Exercise prompt
Copy every line of the material below word for word.

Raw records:
--------

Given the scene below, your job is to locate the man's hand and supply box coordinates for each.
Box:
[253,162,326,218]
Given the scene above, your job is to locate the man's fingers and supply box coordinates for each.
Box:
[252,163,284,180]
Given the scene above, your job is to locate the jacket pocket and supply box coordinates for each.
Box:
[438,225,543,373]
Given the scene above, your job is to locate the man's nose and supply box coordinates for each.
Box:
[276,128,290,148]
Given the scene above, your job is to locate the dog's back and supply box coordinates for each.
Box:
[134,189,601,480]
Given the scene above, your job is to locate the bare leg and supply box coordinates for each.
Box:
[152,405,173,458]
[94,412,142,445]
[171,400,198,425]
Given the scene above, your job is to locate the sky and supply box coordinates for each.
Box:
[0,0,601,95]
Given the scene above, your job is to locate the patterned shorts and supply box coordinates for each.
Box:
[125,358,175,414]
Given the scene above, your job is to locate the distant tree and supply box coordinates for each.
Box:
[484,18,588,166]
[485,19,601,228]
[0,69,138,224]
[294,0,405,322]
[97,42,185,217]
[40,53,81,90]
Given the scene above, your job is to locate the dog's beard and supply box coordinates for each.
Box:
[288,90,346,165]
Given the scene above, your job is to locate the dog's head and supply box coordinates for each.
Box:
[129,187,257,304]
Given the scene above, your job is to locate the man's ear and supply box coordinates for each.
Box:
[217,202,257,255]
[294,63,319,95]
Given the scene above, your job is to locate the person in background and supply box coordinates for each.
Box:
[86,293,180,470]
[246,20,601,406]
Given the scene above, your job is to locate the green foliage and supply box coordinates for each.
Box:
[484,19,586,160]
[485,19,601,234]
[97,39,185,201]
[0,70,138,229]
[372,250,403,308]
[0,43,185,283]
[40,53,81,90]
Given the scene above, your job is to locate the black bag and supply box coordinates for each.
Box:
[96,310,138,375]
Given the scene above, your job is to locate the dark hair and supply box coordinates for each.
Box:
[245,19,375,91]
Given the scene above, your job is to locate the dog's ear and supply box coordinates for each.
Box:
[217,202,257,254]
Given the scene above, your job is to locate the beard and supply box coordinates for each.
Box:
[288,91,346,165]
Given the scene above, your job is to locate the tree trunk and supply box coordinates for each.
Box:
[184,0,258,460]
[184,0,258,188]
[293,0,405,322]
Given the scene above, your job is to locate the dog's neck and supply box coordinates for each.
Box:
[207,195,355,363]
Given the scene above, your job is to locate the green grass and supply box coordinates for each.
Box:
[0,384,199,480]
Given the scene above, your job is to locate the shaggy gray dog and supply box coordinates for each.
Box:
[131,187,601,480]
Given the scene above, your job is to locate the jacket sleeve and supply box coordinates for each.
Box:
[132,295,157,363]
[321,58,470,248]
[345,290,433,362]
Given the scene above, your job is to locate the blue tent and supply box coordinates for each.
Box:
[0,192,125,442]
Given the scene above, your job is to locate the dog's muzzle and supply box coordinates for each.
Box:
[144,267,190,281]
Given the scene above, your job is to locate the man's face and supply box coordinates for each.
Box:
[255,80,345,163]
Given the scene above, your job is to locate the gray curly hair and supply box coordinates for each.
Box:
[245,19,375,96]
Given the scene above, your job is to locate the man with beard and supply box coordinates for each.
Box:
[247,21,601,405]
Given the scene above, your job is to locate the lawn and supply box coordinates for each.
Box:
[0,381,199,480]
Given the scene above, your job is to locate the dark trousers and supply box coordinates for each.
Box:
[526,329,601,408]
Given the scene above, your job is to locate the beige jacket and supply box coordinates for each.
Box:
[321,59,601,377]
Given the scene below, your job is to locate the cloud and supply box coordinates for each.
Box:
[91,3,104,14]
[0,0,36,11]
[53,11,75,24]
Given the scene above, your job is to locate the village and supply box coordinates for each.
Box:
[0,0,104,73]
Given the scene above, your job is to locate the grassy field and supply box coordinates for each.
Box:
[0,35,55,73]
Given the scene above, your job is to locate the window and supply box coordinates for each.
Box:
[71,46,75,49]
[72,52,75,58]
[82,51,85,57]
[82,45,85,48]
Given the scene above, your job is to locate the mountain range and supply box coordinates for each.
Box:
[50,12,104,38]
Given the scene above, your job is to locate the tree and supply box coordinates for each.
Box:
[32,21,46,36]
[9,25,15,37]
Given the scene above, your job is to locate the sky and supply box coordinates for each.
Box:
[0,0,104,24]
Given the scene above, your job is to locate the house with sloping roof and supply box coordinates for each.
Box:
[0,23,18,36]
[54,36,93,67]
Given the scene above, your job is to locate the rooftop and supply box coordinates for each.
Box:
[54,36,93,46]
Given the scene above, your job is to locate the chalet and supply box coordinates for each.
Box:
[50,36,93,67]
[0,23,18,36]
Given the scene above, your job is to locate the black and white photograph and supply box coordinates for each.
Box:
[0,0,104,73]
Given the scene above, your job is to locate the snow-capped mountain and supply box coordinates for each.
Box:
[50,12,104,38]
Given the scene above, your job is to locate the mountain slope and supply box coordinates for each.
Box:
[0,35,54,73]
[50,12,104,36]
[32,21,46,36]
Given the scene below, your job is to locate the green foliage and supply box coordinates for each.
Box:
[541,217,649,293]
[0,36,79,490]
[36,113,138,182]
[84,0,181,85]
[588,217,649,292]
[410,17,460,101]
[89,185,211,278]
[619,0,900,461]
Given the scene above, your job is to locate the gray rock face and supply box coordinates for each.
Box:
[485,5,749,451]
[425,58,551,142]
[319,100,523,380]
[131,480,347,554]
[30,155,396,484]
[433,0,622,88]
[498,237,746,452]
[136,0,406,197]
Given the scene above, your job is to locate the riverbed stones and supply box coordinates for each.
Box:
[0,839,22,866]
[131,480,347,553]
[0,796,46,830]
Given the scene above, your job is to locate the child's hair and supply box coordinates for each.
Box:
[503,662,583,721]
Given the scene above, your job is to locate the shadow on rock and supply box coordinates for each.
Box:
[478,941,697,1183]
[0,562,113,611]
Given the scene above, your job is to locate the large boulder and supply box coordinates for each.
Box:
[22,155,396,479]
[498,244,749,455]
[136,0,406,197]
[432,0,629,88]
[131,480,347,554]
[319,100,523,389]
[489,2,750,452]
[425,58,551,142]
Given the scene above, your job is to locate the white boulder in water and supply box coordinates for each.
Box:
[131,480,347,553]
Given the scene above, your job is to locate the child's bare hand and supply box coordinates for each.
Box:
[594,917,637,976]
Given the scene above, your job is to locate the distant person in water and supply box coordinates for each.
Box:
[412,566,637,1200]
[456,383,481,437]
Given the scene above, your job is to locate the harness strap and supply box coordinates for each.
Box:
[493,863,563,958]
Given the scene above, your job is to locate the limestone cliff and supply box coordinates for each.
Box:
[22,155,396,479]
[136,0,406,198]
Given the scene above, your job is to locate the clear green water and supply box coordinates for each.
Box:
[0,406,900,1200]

--------

Solution to this problem
Given the scene below, your job is to locate the man's hand and supply box coordinates for each.
Box:
[253,162,326,218]
Given the scene above, your job is to locate the man's fingers and supply box coordinates for each.
Box:
[252,163,284,180]
Given the scene above, your job is to locate the jacket pocket and supply box coordinates for each.
Box:
[438,225,543,373]
Given the scene above, your job is to locate the man's nose and supply box coordinates for each.
Box:
[276,128,290,148]
Given the scene above, your job is to locate the dog's back and supply box coordinates for each.
Box:
[134,189,601,480]
Given the scene above, your job is to locate the bare leg and supply box coordinates for each.
Box:
[152,405,173,458]
[94,412,142,445]
[171,400,198,425]
Given the scene above, your job is to locate the sky and supply box coordinates for each.
Box:
[0,0,601,95]
Given the scene above, your job is to locate the patterned shorts and supply box coordinates for each.
Box:
[125,358,175,414]
Given the scene above, your job is to locate the distant tree and supply box coordinates for each.
Box:
[484,18,588,166]
[485,19,601,228]
[0,69,138,224]
[294,0,405,322]
[97,42,185,217]
[40,53,81,90]
Given the scene above, your job is to locate the dog's beard and supply box coordinates for each.
Box:
[288,90,346,165]
Given the scene above, your job is to locate the dog's head and supply box coordinates for each.
Box:
[129,187,257,304]
Given the scene above, your job is to locate the man's ear and supply box coordinates for each.
Box:
[217,202,257,255]
[294,63,319,95]
Given the scene above, your job is to locate the person in background and supply box coordinates for each.
Box:
[86,293,180,470]
[246,20,601,406]
Given the scene above, your job is to locate the green foliage and supply box coordinates for each.
Box:
[484,19,586,160]
[485,19,601,234]
[97,39,185,201]
[0,70,138,229]
[372,250,403,308]
[0,43,185,283]
[40,53,81,90]
Given the scene above, your job is to locate the black bag and supply box coordinates for each.
Box:
[96,310,138,375]
Given the scene above, your job is to locate the dark hair and supply box coordinates for each.
Box:
[245,19,375,91]
Given the scene above, your job is to locate the dog's ear and supply box coordinates for each.
Box:
[217,202,257,254]
Given the scene above, your job is to locate the beard and supply box coordinates for each.
Box:
[288,91,346,165]
Given the scene above, your job is to locate the tree trunk and supply box coordinates for each.
Box:
[184,0,258,460]
[184,0,258,188]
[293,0,405,322]
Given the scene above, your job is to locate the dog's neck and supply box coordinates for each.
Box:
[207,195,355,363]
Given the scene above, your job is to locate the green grass and supply box coordinates for each.
Box:
[0,384,199,480]
Given the scene above, your job is to locate the shaggy gray dog and supply box coordinates for each.
Box:
[131,187,601,480]
Given the scene above, your job is to locate the jacket sleeve and supply box coordinates for each.
Box:
[132,295,157,363]
[321,58,470,248]
[345,290,433,362]
Given the scene above, your job is to locate the blue tent and supply box coordinates for each.
Box:
[0,192,125,442]
Given the scene above, your job is to locate the dog's muzzle and supply box coordinates for each.
Box:
[144,267,190,281]
Given the scene above, your job is to locate the man's face and supply box coordinates for each.
Box:
[255,80,345,163]
Given the scene above, your job is to locate the gray curly hair and supply box coordinates for each.
Box:
[245,19,375,96]
Given the scene above, your job is to locate the man with beard and supply box coordinates for each.
Box:
[247,21,601,405]
Given the scene above, your job is to locate the lawn and supply box coordinates for each.
Box:
[0,381,199,480]
Given the scene above, your job is to locate the dark trousers and supply box coordinates for each.
Box:
[526,329,601,408]
Given the scene above, your job is to locate the beige jacket and supply box coordinates for each.
Box:
[321,59,601,377]
Given the scene below, your job is to locate the cloud and supply box coordinates for each.
Box:
[91,3,104,14]
[0,0,36,11]
[53,11,75,24]
Given the scene above, your job is to locate the village and supply box coordinates for each.
Box:
[0,0,104,73]
Given the scene above, your job is to locate the grassy field and supply box coordinates for each.
Box:
[0,35,55,73]
Given the scene above, your job is to locate the window and supply box coordinates for each.
Box:
[71,46,75,49]
[72,52,75,58]
[82,51,85,57]
[82,45,85,48]
Given the scene above, your job is to locate the mountain range and supply box coordinates for each.
Box:
[50,12,104,38]
Given the scene above, your job is to locate the tree and supply box coordinates for each.
Box:
[32,21,46,36]
[9,25,15,37]
Given the scene above, your job is to locate the sky and supply box coordinates for each.
Box:
[0,0,104,24]
Given the scene above, your job is to locate the house with sloping roof and supply box coordinates for each.
Box:
[0,23,18,36]
[54,36,93,67]
Given the scene above, your job is to locate the rooftop and supply box coordinates for each.
Box:
[54,36,93,46]
Given the scene above, your job is to locate the chalet and supply box coordinates for each.
Box:
[50,36,93,67]
[0,23,18,36]
Given the scene above, your job is to locate the black and white photograph and supply box coordinates for each.
Box:
[0,0,104,73]
Given the scene above, your job is to locate the snow-capped mountain and supply box coordinates for each.
Box:
[50,12,104,38]
Given the scene above, your job is to locate the mountain slope and supply box coordinates for each.
Box:
[0,35,54,73]
[50,12,104,36]
[32,21,46,36]
Given the scene below, your job is to locate the green foliage and supply box coordinates for each.
Box:
[541,217,649,293]
[0,36,79,490]
[36,113,138,182]
[84,0,181,85]
[588,217,649,292]
[410,17,460,101]
[89,185,211,278]
[619,0,900,461]
Given the scene above, your job is to locate the gray rock face and supply box coordinates for each.
Box:
[485,5,749,451]
[425,58,551,142]
[319,100,523,380]
[131,480,347,554]
[30,155,396,484]
[433,0,622,88]
[498,237,746,452]
[136,0,406,197]
Given the scene above, your job is to locate the riverbed stones and supply box coordinates for each.
Box:
[0,839,22,866]
[131,480,347,553]
[0,796,46,830]
Given the scene above, your job is to locate the child's hair and supply box coordinates for each.
Box:
[503,662,583,721]
Given the scene above, your job is to locate the shadow on rock and supply box coordinates for each.
Box:
[478,941,697,1183]
[0,562,113,611]
Given the scene above, your job is to locate the large boulder and supply box coordinates for each.
Box:
[22,155,396,479]
[498,244,749,455]
[136,0,406,197]
[432,0,629,88]
[131,480,347,554]
[319,100,523,389]
[489,2,750,452]
[425,58,551,142]
Given the scene above, your job is to locate the white boulder in water and supply box coordinates for each.
Box:
[131,480,347,553]
Given the scene above, your job is to locate the child's bare hand and supply box coordinates for each.
Box:
[594,917,637,976]
Given the scene above, your job is to locate the distant person in water and supply box coordinates for each.
Box:
[412,566,637,1200]
[456,383,481,437]
Given the scene above, your job is to locate the harness strap and supply box coordinates for each.
Box:
[493,863,563,958]
Given the scene above, your job is to locate the limestone cliff and supply box coordinates for each.
Box:
[22,155,396,479]
[136,0,406,198]
Given the scene above, your job is to locate the clear green water and supply box coordinates for each.
Box:
[0,406,900,1200]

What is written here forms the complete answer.